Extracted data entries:
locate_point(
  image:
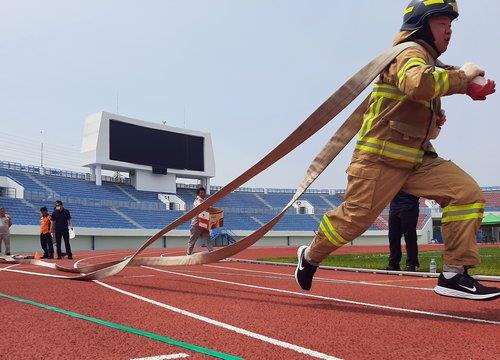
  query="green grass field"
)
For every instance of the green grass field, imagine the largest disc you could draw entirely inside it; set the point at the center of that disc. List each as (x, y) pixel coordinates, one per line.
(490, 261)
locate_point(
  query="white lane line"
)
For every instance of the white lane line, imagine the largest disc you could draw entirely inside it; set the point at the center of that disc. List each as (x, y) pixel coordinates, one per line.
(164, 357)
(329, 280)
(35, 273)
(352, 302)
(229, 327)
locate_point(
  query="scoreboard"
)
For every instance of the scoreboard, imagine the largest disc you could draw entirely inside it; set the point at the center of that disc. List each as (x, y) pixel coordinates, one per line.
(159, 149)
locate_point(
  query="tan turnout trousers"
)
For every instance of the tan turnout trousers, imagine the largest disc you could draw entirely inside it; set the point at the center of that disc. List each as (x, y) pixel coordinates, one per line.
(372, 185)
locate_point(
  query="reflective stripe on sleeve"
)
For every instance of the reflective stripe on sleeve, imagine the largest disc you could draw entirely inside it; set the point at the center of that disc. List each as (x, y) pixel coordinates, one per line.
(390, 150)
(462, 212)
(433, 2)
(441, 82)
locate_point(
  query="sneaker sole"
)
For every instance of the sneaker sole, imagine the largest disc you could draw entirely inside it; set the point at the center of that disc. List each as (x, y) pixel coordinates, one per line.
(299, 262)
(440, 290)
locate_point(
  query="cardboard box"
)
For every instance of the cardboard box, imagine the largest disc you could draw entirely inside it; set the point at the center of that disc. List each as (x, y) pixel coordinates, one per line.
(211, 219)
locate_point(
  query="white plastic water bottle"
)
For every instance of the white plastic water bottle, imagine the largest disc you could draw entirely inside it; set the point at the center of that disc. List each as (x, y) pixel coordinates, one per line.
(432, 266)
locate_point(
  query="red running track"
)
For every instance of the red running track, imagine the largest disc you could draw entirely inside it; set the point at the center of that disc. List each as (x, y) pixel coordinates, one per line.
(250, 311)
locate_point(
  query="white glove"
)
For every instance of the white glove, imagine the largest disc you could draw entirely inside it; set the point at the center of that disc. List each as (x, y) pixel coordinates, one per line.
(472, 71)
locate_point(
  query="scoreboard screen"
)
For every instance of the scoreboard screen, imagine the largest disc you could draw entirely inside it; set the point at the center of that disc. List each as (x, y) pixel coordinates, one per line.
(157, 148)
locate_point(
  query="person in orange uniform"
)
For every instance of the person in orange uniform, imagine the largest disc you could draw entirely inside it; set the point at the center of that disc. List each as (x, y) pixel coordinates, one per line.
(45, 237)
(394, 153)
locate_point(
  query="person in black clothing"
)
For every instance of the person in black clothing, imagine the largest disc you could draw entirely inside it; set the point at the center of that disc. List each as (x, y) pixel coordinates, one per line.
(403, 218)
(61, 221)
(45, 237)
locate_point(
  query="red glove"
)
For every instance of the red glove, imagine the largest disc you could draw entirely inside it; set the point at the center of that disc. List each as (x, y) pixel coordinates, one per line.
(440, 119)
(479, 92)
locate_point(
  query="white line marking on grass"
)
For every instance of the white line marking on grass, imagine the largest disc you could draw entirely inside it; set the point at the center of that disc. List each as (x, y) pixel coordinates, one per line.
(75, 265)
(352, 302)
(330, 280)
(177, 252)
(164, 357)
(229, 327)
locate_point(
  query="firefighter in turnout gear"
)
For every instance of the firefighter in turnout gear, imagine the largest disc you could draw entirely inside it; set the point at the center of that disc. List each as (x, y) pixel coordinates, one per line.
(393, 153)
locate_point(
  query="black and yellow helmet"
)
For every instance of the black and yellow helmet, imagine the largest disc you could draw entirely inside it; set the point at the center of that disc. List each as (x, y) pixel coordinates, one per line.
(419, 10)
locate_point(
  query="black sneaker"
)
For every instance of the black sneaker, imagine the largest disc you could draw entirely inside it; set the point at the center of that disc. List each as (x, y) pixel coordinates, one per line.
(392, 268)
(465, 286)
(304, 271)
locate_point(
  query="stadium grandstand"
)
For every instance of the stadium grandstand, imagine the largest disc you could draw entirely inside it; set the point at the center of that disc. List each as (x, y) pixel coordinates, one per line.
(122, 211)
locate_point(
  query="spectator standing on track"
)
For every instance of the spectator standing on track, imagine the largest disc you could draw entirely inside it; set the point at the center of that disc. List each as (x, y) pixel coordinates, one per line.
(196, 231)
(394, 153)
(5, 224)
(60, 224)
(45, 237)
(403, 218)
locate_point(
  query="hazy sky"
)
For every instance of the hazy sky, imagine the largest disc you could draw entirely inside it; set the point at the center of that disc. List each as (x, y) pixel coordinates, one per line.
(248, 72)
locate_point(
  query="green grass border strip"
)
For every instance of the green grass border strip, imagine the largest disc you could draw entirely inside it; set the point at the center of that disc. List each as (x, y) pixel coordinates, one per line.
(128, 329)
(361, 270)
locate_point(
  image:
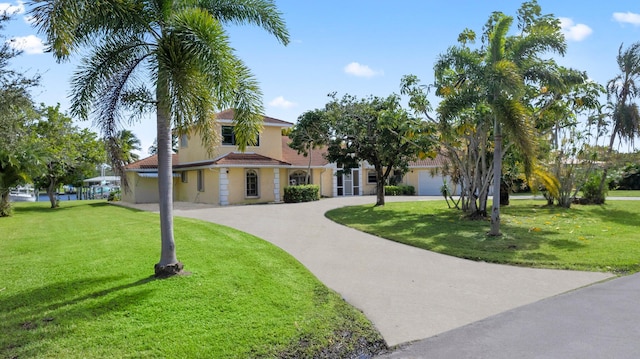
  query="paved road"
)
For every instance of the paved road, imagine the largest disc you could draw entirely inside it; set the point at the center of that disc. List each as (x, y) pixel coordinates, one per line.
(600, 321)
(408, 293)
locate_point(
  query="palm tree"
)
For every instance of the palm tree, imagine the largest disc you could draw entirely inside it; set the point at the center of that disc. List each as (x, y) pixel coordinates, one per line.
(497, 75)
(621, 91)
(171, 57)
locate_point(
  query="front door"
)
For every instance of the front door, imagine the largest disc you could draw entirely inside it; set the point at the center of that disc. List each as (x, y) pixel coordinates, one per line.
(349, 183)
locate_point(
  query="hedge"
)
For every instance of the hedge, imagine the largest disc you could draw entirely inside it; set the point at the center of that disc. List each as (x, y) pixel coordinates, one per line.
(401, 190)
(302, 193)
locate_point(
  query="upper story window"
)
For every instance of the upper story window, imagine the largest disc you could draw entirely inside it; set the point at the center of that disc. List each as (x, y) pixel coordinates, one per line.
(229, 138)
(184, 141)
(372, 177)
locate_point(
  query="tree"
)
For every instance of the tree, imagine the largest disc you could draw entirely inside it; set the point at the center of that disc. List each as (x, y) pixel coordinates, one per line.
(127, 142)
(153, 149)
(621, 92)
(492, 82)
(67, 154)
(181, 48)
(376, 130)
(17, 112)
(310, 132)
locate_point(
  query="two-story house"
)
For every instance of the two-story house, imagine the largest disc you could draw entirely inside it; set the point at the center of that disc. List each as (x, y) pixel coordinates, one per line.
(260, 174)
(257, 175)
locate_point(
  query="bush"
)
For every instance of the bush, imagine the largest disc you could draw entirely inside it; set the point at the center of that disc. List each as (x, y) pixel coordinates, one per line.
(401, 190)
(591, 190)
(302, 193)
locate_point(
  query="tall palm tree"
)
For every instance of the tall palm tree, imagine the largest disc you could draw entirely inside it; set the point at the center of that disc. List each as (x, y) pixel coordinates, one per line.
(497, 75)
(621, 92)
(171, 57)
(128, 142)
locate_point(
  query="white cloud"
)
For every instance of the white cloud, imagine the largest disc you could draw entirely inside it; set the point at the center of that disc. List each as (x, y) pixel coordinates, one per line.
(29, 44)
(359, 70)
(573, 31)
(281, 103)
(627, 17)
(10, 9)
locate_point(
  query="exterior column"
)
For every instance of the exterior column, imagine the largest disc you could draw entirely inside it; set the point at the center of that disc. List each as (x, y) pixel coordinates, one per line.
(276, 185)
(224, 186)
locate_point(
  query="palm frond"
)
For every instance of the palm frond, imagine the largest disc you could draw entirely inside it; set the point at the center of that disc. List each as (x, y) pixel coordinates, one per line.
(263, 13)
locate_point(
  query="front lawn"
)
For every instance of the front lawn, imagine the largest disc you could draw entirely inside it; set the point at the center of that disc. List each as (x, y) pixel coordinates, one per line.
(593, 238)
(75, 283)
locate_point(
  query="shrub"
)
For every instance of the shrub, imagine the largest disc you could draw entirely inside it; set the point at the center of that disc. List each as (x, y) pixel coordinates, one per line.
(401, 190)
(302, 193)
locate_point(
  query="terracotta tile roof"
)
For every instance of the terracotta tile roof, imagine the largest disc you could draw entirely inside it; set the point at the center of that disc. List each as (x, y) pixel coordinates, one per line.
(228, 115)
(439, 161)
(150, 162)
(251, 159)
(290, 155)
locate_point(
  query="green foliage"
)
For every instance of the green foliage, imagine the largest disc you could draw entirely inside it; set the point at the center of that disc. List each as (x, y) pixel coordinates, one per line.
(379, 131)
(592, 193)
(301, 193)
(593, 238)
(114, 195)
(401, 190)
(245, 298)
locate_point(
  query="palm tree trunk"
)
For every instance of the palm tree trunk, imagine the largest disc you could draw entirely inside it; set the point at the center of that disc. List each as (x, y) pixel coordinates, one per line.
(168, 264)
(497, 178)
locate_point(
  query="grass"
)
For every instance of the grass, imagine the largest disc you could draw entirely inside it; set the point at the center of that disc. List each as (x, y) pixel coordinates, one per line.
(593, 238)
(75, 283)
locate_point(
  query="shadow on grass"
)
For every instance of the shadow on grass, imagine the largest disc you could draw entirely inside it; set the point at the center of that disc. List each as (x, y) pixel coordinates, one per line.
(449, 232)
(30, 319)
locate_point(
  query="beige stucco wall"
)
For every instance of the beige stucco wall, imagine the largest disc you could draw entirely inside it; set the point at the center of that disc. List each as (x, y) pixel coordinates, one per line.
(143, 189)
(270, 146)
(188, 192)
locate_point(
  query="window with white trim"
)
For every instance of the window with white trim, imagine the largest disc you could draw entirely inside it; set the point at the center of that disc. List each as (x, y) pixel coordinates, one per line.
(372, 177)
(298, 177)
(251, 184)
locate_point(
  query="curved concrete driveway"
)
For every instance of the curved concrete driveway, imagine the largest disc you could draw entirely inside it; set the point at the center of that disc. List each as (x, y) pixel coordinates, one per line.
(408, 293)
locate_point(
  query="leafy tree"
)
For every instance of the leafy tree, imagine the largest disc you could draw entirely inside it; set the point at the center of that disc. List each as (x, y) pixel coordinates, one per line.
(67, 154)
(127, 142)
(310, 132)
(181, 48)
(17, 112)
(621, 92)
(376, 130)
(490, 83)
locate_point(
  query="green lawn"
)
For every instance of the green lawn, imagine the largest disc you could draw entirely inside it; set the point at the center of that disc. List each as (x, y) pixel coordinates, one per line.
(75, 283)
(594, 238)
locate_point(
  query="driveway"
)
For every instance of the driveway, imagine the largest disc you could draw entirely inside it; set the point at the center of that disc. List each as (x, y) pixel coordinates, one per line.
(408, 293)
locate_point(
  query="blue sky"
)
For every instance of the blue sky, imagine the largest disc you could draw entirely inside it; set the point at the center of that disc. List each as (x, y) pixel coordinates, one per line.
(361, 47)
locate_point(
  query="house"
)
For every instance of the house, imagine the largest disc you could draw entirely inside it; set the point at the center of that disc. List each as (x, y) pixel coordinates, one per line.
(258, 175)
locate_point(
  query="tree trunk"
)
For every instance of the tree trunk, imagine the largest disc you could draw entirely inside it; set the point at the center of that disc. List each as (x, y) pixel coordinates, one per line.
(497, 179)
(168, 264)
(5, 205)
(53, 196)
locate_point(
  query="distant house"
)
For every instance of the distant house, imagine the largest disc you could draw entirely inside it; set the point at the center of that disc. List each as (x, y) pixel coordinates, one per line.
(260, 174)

● **EXERCISE AIM**
Count how many lines in the extracted data entries above include the word "hazy", with case taken into account. Reply with the number alone.

● **RESULT OF THE TASK**
2